Labeled region records
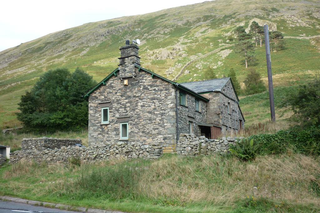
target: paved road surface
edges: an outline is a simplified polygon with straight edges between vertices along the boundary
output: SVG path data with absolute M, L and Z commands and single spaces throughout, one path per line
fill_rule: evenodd
M 0 213 L 79 213 L 78 212 L 60 210 L 56 209 L 36 206 L 28 204 L 0 201 Z

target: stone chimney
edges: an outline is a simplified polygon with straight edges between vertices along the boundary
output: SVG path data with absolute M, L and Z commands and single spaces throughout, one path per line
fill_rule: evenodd
M 140 57 L 138 56 L 139 48 L 134 44 L 130 44 L 129 40 L 125 41 L 125 45 L 119 49 L 121 57 L 119 64 L 119 77 L 120 78 L 130 77 L 135 75 L 136 68 L 134 64 L 140 65 Z

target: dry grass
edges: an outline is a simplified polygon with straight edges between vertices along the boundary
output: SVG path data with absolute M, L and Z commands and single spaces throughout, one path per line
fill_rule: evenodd
M 281 130 L 288 129 L 292 125 L 285 120 L 280 120 L 275 122 L 270 121 L 259 122 L 246 126 L 238 132 L 228 131 L 225 134 L 221 134 L 218 138 L 224 136 L 244 137 L 247 137 L 254 135 L 261 134 L 273 134 Z
M 186 163 L 170 158 L 153 162 L 140 181 L 141 193 L 152 199 L 167 198 L 184 202 L 204 202 L 214 205 L 234 205 L 253 194 L 276 200 L 320 205 L 309 186 L 320 186 L 320 164 L 311 157 L 260 156 L 252 163 L 217 156 Z
M 267 200 L 271 204 L 263 208 L 274 208 L 276 204 L 284 203 L 292 208 L 292 211 L 294 209 L 292 212 L 301 209 L 295 207 L 297 205 L 320 209 L 320 189 L 315 191 L 310 187 L 315 184 L 317 188 L 320 189 L 320 160 L 292 153 L 280 156 L 260 156 L 251 162 L 220 156 L 192 157 L 174 155 L 164 155 L 156 161 L 122 158 L 79 167 L 59 164 L 39 165 L 26 161 L 2 169 L 0 189 L 4 194 L 36 196 L 44 201 L 62 199 L 73 202 L 84 199 L 86 203 L 89 203 L 89 201 L 102 196 L 94 195 L 95 192 L 99 192 L 101 187 L 100 178 L 87 175 L 94 178 L 87 180 L 96 186 L 96 188 L 89 190 L 79 185 L 80 177 L 89 174 L 91 170 L 88 168 L 102 169 L 107 174 L 113 171 L 112 168 L 118 167 L 124 170 L 118 171 L 117 176 L 121 176 L 123 172 L 143 171 L 137 173 L 140 174 L 135 179 L 137 184 L 130 186 L 130 193 L 132 194 L 123 198 L 137 203 L 202 207 L 199 209 L 203 210 L 204 206 L 209 209 L 219 206 L 239 208 L 243 206 L 243 202 L 247 200 L 248 196 L 253 196 L 256 200 Z M 119 179 L 121 179 L 110 181 Z M 115 181 L 112 184 L 120 186 L 122 184 Z M 258 188 L 257 191 L 254 190 L 254 187 Z M 287 210 L 284 208 L 277 212 Z M 273 212 L 272 209 L 266 209 L 266 211 Z M 304 212 L 307 212 L 306 210 Z

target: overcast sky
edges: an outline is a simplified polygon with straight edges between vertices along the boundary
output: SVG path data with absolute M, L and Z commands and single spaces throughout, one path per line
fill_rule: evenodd
M 0 51 L 88 22 L 143 14 L 204 0 L 1 1 Z

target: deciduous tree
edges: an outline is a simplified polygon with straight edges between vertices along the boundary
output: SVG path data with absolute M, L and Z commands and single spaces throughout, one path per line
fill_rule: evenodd
M 241 92 L 241 86 L 240 86 L 240 84 L 237 78 L 236 71 L 233 68 L 230 69 L 228 73 L 228 76 L 231 78 L 236 91 L 237 94 L 240 94 Z
M 270 39 L 270 45 L 272 49 L 278 51 L 284 49 L 284 41 L 282 33 L 278 31 L 271 32 Z
M 249 68 L 249 73 L 246 77 L 244 83 L 245 92 L 247 95 L 259 93 L 266 90 L 260 74 L 253 68 Z
M 84 95 L 96 82 L 81 70 L 49 70 L 21 97 L 18 119 L 27 129 L 78 130 L 87 126 L 88 101 Z

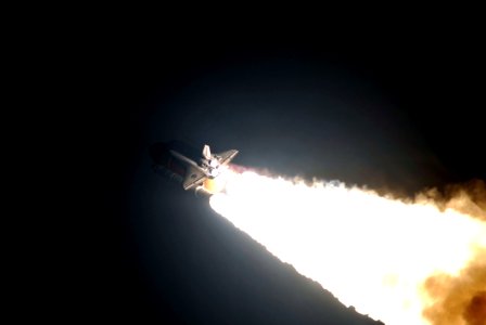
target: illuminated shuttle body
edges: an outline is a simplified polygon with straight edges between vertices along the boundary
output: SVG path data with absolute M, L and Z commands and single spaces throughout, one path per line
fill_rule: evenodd
M 219 154 L 212 154 L 206 144 L 202 153 L 180 141 L 157 142 L 151 147 L 154 170 L 182 182 L 184 190 L 212 190 L 207 182 L 217 178 L 221 168 L 228 165 L 238 151 L 231 150 Z

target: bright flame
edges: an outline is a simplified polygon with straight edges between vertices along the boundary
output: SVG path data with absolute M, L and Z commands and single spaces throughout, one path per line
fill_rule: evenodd
M 486 309 L 486 213 L 451 205 L 474 204 L 439 208 L 424 197 L 407 203 L 254 172 L 227 174 L 226 192 L 210 198 L 219 214 L 360 313 L 391 325 L 486 324 L 470 321 Z M 478 275 L 455 282 L 469 265 Z M 462 292 L 452 297 L 456 314 L 440 310 L 451 290 Z M 468 316 L 473 298 L 479 312 Z

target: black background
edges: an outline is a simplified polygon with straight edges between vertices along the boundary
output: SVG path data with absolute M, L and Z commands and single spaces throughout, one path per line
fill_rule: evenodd
M 48 311 L 141 324 L 371 323 L 151 170 L 150 145 L 177 139 L 236 148 L 235 164 L 273 173 L 409 195 L 484 179 L 474 26 L 318 22 L 156 21 L 55 39 L 65 67 L 55 114 L 76 128 L 57 143 L 81 167 L 68 168 L 78 182 L 62 236 L 74 246 L 54 245 L 61 285 Z

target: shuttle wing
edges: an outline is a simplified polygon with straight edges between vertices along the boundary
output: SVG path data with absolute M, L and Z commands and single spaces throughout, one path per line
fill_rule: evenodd
M 182 187 L 184 187 L 184 190 L 190 190 L 204 182 L 207 176 L 197 167 L 188 166 L 186 179 L 182 182 Z
M 216 154 L 216 156 L 220 157 L 219 158 L 219 164 L 225 165 L 231 161 L 231 159 L 234 158 L 234 156 L 236 156 L 238 151 L 227 151 L 220 154 Z

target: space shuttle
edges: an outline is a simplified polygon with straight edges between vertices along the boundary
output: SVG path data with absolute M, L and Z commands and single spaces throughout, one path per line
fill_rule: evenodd
M 154 170 L 177 179 L 187 191 L 217 178 L 236 154 L 236 150 L 213 154 L 207 144 L 199 152 L 180 141 L 157 142 L 151 147 Z

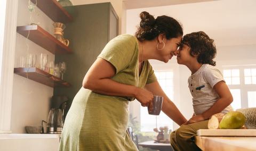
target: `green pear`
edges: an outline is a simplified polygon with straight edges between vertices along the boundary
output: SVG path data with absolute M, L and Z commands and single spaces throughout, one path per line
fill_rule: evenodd
M 230 111 L 227 113 L 220 122 L 221 129 L 237 129 L 244 125 L 245 116 L 240 112 Z

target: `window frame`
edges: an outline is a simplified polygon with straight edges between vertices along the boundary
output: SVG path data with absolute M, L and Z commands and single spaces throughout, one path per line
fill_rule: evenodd
M 239 69 L 239 77 L 240 77 L 240 85 L 227 85 L 230 89 L 240 89 L 241 96 L 241 107 L 247 108 L 248 106 L 248 91 L 256 91 L 256 85 L 251 84 L 245 85 L 245 76 L 244 69 L 256 68 L 256 64 L 248 64 L 248 65 L 223 65 L 222 73 L 224 70 L 230 69 Z

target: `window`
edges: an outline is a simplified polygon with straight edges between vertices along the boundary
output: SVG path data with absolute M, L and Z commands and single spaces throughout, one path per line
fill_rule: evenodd
M 223 77 L 233 96 L 233 109 L 256 107 L 255 65 L 225 68 Z
M 155 71 L 155 74 L 160 86 L 167 96 L 173 99 L 173 71 L 172 70 Z M 167 126 L 173 129 L 173 121 L 162 111 L 159 115 L 148 114 L 147 107 L 140 107 L 140 131 L 151 132 L 155 128 Z
M 256 107 L 256 91 L 248 91 L 248 107 Z
M 233 102 L 231 104 L 231 106 L 234 110 L 241 108 L 241 92 L 240 89 L 230 89 L 230 92 L 233 96 Z
M 223 76 L 227 85 L 239 85 L 239 69 L 224 70 Z
M 256 68 L 244 69 L 244 83 L 245 85 L 256 84 Z

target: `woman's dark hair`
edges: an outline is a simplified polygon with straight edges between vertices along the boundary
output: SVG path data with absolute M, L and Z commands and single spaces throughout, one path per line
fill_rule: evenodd
M 214 41 L 204 32 L 198 31 L 184 36 L 182 43 L 190 47 L 190 55 L 198 55 L 199 63 L 215 66 L 216 62 L 213 60 L 216 56 L 217 51 Z
M 141 21 L 135 36 L 140 41 L 153 40 L 160 33 L 164 34 L 167 39 L 183 35 L 181 26 L 171 17 L 163 15 L 155 19 L 147 12 L 141 12 L 140 17 Z

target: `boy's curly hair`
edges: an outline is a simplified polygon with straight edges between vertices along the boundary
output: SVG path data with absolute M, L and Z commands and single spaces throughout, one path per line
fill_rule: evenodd
M 197 56 L 197 61 L 202 64 L 215 66 L 216 47 L 213 39 L 210 38 L 203 31 L 198 31 L 184 36 L 182 43 L 190 47 L 190 55 Z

**Goal**.
Rewrite the records from their start through the line containing "M 0 213 L 79", swapping "straight edges" for "straight segments" and leaving everything else as it is. Omit the pictures from your answer.

**The reply**.
target: paved road surface
edges: an outline is a simplified polygon with straight segments between vertices along the boundary
output: SVG path data with absolute M, L and Z commands and single spaces throughout, one path per line
fill_rule: evenodd
M 0 213 L 79 213 L 78 212 L 60 210 L 56 209 L 36 206 L 28 204 L 0 201 Z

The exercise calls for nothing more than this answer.